* [What needs to be done]: Can you render the items, from their first line through the line containing "xmin=482 ymin=67 xmax=497 ymax=78", as a Markdown table with the columns Row and Line, one numbered row per line and blank lines omitted?

--- Begin ---

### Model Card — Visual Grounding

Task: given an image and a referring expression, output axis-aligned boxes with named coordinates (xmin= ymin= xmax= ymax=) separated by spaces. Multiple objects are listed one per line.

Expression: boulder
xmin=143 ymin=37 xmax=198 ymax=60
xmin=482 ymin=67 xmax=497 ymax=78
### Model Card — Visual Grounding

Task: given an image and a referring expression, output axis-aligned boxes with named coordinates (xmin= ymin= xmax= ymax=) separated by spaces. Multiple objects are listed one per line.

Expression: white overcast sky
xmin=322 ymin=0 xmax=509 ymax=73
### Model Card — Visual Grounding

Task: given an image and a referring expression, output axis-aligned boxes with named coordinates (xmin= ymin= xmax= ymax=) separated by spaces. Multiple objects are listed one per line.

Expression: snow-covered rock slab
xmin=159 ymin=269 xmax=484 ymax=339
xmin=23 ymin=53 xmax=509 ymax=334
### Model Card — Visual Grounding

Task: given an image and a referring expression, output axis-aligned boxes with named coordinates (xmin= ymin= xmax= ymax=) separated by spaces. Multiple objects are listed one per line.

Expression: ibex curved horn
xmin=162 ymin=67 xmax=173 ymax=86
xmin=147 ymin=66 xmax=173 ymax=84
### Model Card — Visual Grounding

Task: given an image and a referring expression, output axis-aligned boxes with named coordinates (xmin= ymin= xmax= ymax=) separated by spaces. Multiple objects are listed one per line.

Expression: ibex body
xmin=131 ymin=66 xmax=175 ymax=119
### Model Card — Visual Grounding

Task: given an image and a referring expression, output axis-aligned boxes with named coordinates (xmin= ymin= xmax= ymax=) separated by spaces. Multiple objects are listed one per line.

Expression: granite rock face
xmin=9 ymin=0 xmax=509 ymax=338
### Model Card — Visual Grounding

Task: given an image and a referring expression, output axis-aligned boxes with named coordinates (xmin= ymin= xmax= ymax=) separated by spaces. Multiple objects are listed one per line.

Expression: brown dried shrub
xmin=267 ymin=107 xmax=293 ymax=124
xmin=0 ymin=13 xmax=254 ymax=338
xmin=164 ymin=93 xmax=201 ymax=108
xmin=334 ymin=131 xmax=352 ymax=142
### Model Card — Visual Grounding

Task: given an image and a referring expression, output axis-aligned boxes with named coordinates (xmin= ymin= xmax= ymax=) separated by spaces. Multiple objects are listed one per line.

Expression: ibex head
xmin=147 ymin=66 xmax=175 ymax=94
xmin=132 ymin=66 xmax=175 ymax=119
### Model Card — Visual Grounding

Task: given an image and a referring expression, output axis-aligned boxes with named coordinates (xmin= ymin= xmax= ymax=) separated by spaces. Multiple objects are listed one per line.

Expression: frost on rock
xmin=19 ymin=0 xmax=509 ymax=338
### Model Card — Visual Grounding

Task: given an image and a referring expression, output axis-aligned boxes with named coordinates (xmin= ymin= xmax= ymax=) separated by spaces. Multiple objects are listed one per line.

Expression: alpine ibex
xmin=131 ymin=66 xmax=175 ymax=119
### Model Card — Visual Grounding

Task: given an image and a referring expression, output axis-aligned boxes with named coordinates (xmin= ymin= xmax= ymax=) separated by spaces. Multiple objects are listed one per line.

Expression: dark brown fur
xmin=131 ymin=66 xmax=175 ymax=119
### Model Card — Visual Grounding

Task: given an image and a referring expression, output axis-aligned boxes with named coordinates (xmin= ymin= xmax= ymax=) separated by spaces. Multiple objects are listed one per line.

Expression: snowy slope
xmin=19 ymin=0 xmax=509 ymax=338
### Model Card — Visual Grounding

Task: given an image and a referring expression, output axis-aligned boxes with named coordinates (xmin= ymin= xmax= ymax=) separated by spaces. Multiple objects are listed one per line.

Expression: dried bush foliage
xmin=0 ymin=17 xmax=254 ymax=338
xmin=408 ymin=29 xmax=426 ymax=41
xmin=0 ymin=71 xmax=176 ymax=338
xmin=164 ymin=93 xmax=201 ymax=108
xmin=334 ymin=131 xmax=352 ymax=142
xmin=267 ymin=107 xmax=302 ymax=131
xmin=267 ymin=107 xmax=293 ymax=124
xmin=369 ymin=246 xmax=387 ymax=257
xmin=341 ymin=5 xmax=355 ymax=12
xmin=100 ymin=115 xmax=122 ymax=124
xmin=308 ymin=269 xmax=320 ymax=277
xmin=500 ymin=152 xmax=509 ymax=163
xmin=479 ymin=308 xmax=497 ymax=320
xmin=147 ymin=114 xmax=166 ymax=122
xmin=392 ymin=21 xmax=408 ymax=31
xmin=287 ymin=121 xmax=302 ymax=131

--- End ---

* [Solution to this task]:
| Row | Line |
|---|---|
| 1 | ### Model Card — Visual Grounding |
| 2 | Task: given an image and a referring expression, output axis-aligned boxes with named coordinates (xmin= ymin= xmax= ymax=) separated by spaces. Multiple objects are listed one per line. |
| 3 | Expression: boulder |
| 4 | xmin=143 ymin=37 xmax=198 ymax=60 |
| 5 | xmin=482 ymin=67 xmax=497 ymax=78 |